═══ Data under study ═══
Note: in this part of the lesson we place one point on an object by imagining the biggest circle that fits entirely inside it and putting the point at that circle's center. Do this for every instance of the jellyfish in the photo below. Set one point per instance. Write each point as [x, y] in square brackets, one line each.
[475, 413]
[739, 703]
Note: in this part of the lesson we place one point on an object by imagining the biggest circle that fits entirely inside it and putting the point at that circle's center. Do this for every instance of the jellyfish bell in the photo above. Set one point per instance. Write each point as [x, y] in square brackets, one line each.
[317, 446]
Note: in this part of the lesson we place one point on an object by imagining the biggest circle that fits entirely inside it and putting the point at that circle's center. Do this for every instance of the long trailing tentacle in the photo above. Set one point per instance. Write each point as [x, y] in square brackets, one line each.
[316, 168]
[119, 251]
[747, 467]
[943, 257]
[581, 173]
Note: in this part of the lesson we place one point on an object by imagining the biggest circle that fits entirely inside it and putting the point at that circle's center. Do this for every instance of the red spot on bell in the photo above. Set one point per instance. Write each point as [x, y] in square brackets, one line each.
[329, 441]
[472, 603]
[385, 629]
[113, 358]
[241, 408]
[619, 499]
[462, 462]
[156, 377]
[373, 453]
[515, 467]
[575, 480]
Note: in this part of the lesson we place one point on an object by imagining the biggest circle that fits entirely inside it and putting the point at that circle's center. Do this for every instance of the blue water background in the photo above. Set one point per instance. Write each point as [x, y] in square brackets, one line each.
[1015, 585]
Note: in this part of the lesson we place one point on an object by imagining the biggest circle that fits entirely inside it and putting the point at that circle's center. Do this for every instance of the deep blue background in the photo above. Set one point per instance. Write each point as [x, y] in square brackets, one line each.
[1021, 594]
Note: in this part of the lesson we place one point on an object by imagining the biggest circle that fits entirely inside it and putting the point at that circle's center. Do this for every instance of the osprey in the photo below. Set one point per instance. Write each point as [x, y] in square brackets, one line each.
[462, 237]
═══
Problem requirements:
Reproduce precisely the span of lines that begins at the line containing "of the osprey" and ends with the last line of the listing.

Worked solution:
Note: in this part of the lesson we place one point on an object by imagining the biggest circle that fits entirely inside it and putting the point at that circle's center. Do this for every instance of the osprey in the photo below. Set one point per instance. Write each point as [x, y] in square brackets, one line each.
[462, 237]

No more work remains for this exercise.